↓↓↓

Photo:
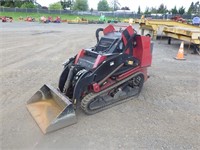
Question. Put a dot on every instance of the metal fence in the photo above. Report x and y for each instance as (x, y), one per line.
(121, 14)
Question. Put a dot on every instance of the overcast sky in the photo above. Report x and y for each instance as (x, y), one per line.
(133, 4)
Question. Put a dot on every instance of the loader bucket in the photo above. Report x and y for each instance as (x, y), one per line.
(51, 109)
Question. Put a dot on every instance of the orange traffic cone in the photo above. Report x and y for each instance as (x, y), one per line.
(180, 55)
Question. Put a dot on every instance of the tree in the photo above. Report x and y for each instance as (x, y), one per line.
(162, 9)
(190, 9)
(28, 5)
(103, 5)
(147, 11)
(181, 10)
(125, 8)
(139, 10)
(55, 6)
(153, 10)
(81, 5)
(174, 10)
(66, 4)
(196, 9)
(115, 4)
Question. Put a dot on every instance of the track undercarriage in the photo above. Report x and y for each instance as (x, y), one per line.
(115, 94)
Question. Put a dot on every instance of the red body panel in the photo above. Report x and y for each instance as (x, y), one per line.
(100, 59)
(80, 54)
(143, 51)
(108, 29)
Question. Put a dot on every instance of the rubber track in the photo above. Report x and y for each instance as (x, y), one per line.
(86, 100)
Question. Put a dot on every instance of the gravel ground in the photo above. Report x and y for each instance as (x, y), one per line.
(166, 115)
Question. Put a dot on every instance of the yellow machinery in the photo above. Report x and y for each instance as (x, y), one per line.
(172, 29)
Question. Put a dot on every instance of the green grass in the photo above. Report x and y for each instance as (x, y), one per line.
(16, 15)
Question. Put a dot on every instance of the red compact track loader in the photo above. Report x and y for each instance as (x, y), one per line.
(95, 79)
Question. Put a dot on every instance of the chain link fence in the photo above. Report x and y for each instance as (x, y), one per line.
(121, 14)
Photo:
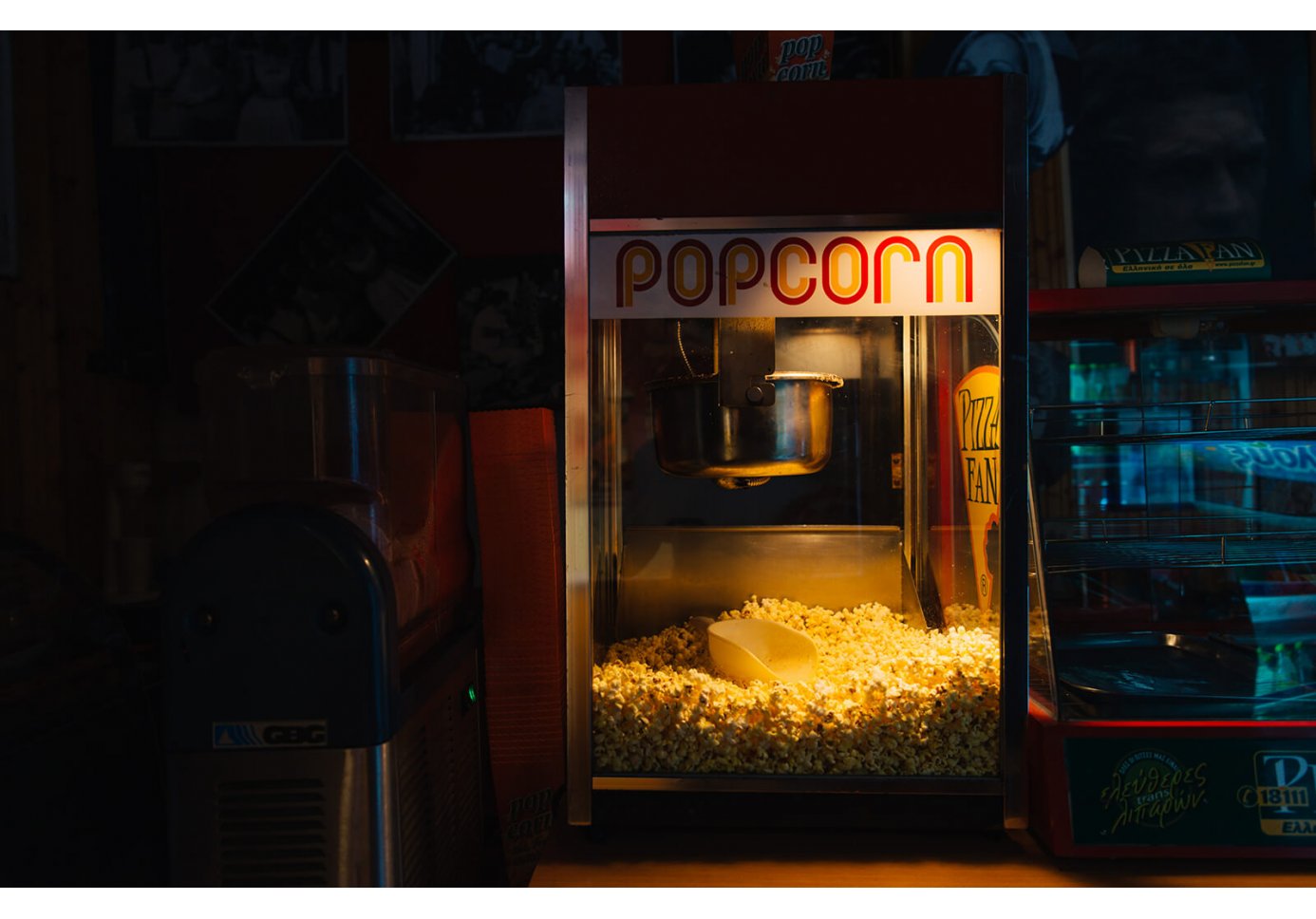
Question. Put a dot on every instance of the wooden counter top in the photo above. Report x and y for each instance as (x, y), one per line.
(630, 857)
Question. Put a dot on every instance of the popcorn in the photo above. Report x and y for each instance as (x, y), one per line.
(886, 700)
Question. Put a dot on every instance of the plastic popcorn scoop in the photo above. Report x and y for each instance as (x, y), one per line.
(761, 649)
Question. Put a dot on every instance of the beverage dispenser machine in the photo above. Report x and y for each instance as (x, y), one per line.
(797, 453)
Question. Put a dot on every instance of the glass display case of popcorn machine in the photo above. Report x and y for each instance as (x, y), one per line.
(1173, 704)
(797, 453)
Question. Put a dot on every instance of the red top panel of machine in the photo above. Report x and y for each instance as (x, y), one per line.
(774, 149)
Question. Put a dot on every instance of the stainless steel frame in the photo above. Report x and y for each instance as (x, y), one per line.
(579, 436)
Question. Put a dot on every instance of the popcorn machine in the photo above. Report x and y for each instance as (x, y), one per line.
(797, 453)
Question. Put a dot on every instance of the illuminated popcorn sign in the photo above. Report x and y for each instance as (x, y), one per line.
(808, 272)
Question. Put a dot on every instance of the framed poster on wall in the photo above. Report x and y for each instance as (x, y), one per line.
(344, 266)
(245, 88)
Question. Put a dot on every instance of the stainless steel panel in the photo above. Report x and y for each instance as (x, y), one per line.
(671, 572)
(278, 817)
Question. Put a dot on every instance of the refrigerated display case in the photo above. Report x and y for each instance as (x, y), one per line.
(1173, 637)
(797, 453)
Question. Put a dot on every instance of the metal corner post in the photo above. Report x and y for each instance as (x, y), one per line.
(1013, 446)
(576, 450)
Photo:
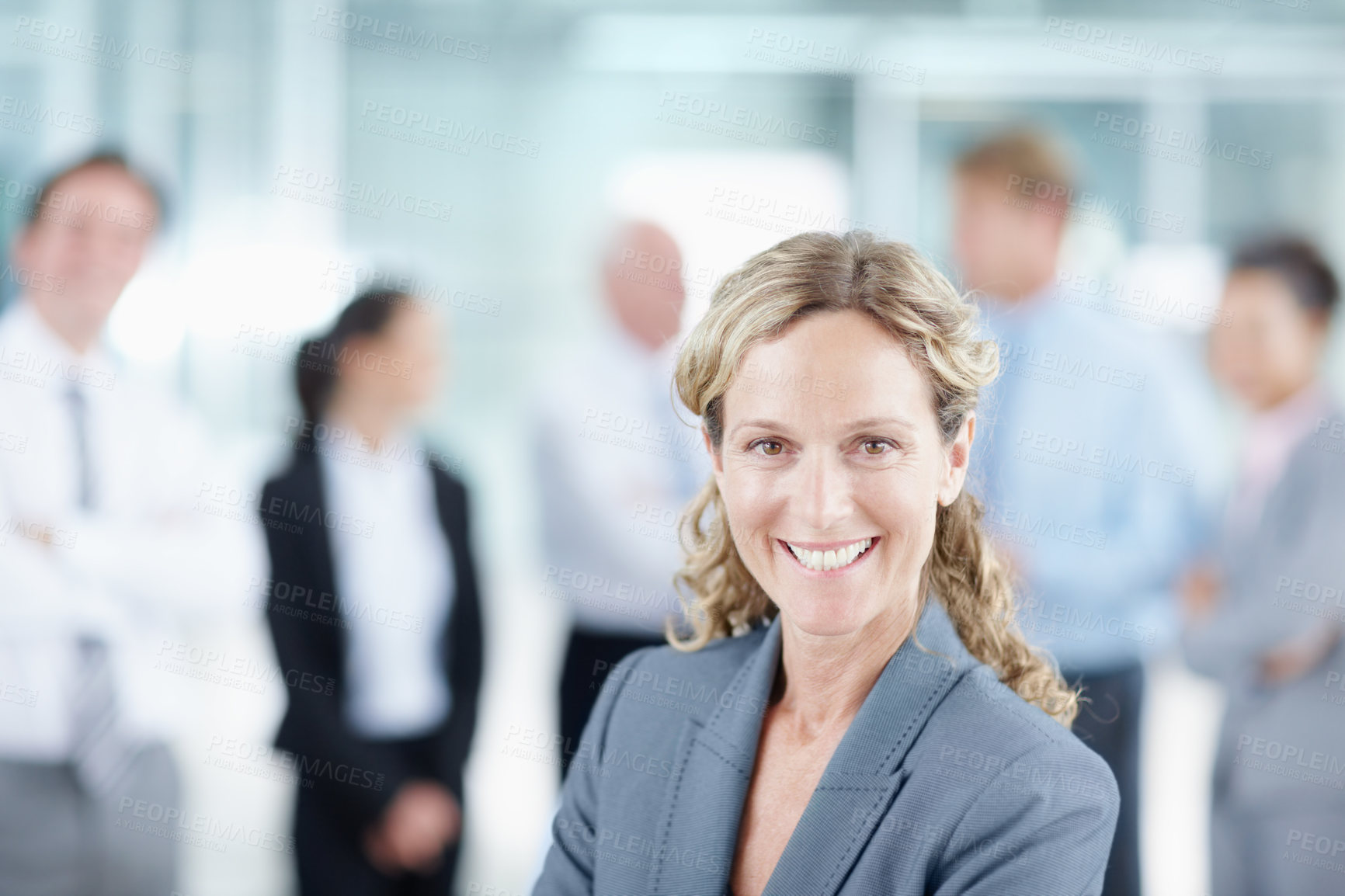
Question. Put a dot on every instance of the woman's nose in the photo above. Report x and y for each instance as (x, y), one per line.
(825, 491)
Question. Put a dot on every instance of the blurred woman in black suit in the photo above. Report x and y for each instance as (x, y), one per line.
(373, 604)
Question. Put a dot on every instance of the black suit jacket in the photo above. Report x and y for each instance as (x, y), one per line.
(303, 611)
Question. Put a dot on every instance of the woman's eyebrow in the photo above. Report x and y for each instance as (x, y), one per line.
(868, 422)
(871, 422)
(760, 424)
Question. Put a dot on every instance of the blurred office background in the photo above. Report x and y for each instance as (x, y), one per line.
(520, 137)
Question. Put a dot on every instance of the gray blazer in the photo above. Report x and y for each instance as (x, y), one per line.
(946, 782)
(1282, 747)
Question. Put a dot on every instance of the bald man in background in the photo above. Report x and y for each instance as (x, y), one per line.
(617, 464)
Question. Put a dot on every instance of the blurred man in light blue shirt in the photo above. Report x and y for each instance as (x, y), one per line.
(1086, 488)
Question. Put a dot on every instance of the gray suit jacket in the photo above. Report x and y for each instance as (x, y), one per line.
(946, 782)
(1282, 747)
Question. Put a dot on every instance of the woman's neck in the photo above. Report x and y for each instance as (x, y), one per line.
(373, 422)
(828, 677)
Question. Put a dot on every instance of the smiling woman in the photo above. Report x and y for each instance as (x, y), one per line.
(856, 710)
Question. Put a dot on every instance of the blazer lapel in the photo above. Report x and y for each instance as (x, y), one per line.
(861, 780)
(698, 832)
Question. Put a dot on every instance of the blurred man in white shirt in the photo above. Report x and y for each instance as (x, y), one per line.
(103, 558)
(617, 464)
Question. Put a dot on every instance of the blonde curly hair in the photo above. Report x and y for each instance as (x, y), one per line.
(892, 284)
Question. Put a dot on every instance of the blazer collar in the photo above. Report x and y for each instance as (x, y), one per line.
(698, 833)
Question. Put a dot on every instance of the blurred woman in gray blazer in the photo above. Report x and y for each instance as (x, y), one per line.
(856, 710)
(1266, 616)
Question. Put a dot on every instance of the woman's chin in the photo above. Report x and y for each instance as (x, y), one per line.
(823, 619)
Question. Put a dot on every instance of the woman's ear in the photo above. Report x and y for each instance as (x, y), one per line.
(957, 462)
(716, 457)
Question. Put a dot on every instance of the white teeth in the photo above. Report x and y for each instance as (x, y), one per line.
(825, 560)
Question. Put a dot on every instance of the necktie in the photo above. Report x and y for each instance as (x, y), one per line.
(80, 418)
(101, 752)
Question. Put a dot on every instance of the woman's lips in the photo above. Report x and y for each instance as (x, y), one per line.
(829, 557)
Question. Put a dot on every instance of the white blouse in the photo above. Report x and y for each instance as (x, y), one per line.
(394, 584)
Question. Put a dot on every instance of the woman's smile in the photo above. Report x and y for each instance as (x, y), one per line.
(829, 558)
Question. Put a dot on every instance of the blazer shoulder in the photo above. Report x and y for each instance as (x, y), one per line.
(670, 685)
(983, 731)
(297, 475)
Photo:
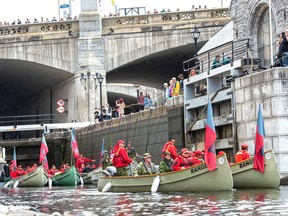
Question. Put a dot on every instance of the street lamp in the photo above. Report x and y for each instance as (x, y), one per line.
(195, 35)
(100, 79)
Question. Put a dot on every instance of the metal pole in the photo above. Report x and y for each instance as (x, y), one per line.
(58, 9)
(271, 37)
(70, 9)
(101, 110)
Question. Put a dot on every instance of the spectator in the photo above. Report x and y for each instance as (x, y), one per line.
(147, 102)
(192, 72)
(116, 110)
(140, 101)
(278, 60)
(181, 81)
(216, 62)
(121, 108)
(96, 114)
(176, 86)
(166, 92)
(69, 17)
(108, 112)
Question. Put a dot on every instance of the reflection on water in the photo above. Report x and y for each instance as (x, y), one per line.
(88, 201)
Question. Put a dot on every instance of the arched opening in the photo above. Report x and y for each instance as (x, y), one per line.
(263, 38)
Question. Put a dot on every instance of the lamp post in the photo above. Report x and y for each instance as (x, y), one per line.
(195, 35)
(100, 79)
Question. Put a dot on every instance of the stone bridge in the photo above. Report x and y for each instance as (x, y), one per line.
(43, 62)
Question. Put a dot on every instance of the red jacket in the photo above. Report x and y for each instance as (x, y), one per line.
(180, 162)
(170, 147)
(52, 172)
(120, 158)
(241, 155)
(81, 161)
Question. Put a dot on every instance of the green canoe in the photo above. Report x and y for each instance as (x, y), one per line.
(35, 178)
(69, 177)
(89, 178)
(193, 179)
(244, 176)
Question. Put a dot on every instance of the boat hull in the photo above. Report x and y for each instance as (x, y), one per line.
(35, 178)
(69, 177)
(193, 179)
(244, 176)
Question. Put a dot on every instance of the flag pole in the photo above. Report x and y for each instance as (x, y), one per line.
(58, 9)
(271, 36)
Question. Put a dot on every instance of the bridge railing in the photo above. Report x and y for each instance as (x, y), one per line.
(27, 119)
(228, 52)
(165, 17)
(26, 29)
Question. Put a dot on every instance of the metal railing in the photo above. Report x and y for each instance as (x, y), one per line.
(229, 52)
(27, 119)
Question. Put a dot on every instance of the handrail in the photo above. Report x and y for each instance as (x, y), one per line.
(233, 50)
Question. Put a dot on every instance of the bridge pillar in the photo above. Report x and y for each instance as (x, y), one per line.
(91, 62)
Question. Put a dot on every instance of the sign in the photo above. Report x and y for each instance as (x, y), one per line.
(60, 103)
(60, 109)
(64, 6)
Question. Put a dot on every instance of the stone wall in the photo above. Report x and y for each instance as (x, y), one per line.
(147, 130)
(270, 88)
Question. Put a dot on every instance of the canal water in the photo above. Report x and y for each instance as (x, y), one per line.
(87, 200)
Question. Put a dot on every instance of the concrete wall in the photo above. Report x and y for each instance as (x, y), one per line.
(148, 131)
(270, 88)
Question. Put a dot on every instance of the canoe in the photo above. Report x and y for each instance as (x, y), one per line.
(193, 179)
(35, 178)
(87, 177)
(69, 177)
(244, 176)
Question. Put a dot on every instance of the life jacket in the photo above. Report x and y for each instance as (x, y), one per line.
(116, 157)
(238, 156)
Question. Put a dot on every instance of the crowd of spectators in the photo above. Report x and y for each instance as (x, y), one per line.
(35, 20)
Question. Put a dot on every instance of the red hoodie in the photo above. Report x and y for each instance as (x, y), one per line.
(120, 158)
(170, 147)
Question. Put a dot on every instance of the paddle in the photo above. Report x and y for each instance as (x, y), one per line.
(16, 184)
(7, 184)
(107, 187)
(81, 180)
(155, 184)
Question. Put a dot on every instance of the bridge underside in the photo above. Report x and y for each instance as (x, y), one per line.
(155, 69)
(22, 80)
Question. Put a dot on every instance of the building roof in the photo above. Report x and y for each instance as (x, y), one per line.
(221, 37)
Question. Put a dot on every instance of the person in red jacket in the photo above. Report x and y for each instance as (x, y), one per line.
(198, 157)
(120, 159)
(170, 147)
(82, 160)
(53, 171)
(242, 154)
(182, 162)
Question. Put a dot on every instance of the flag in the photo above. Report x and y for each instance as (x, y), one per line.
(14, 161)
(102, 153)
(210, 137)
(43, 151)
(74, 145)
(259, 158)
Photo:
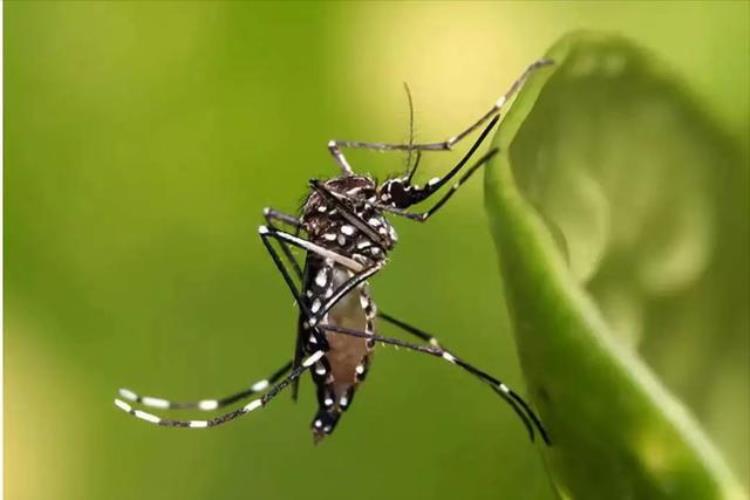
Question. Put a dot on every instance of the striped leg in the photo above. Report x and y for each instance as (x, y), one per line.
(272, 216)
(522, 409)
(205, 404)
(227, 417)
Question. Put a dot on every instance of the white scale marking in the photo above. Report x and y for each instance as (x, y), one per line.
(260, 386)
(321, 279)
(155, 402)
(208, 404)
(313, 359)
(252, 405)
(147, 416)
(364, 301)
(123, 406)
(449, 357)
(316, 306)
(128, 394)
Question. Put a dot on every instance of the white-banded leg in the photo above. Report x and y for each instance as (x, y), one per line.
(421, 334)
(423, 216)
(335, 146)
(205, 404)
(318, 309)
(273, 216)
(522, 409)
(227, 417)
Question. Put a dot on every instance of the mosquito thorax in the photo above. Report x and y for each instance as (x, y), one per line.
(326, 223)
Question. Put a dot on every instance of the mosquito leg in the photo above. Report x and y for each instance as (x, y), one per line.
(336, 146)
(271, 216)
(423, 216)
(206, 404)
(421, 334)
(227, 417)
(353, 282)
(267, 232)
(522, 409)
(274, 215)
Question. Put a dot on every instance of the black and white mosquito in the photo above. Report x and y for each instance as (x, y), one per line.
(346, 237)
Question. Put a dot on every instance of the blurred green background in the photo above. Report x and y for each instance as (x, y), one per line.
(142, 142)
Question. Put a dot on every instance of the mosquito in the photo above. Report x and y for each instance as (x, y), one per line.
(346, 238)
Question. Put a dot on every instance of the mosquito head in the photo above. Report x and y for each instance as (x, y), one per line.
(400, 193)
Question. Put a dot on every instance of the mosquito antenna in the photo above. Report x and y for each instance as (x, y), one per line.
(409, 168)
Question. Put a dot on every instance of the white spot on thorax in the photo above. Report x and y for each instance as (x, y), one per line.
(128, 394)
(321, 279)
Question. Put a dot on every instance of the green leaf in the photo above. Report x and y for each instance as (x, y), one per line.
(599, 204)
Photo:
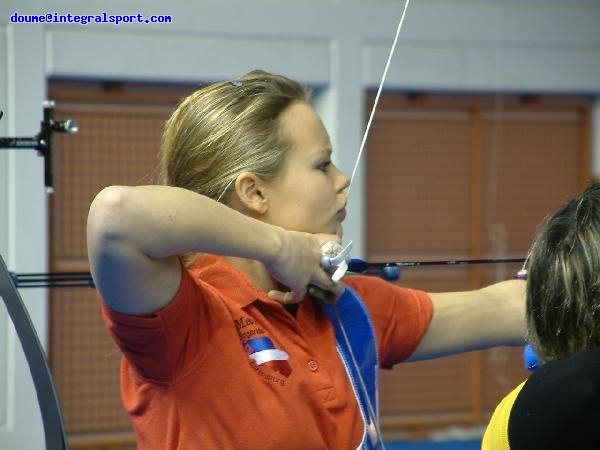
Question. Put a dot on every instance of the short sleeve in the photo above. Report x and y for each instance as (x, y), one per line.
(160, 346)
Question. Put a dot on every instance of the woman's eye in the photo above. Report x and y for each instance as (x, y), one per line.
(324, 166)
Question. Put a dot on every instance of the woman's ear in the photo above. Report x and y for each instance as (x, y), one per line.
(251, 193)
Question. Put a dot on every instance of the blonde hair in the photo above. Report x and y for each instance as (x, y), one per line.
(227, 128)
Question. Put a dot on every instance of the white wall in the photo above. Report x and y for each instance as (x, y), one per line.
(340, 46)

↑↑↑

Exactly those lines that run from the line holding "Question. Put a dot on every instance of the mosquito antenna" to the end of the listing above, both included, are to be reproduced, with pictures left out.

Question. Put a dot on every instance of the mosquito antenna in the photo above. Report x and y for each instance as (x, y), one per line.
(409, 168)
Question. Put a dot on every instance of the white spot on thorax in the photo above. Report x and y for each instance as (x, y), one per line.
(128, 394)
(321, 279)
Question. Put a dot on every instance of the green leaf in the photo above. Report x and y for each instance as (x, y), one per line.
(599, 204)
Photo:
Question. Put a dot on every instance of the short sleeve in the photo above. Report x and y for each instance as (x, y), one per line.
(160, 346)
Question. Put a dot on every instance of the woman's eye in the photo above. Report x and y for each instance as (x, y), one per line.
(324, 166)
Question. Put a dot on every instance of the woman's ear in the photo above. Report x and y for each instance as (x, y), one per line.
(251, 193)
Question. Put a dot on every instance of the blonde hair in the photo above. Report x and y for each instance as (x, y), one per line.
(227, 128)
Question. Put a dot on every instance of the white wall in the photo above. Report x and y for each instance as (x, y), one per line.
(340, 46)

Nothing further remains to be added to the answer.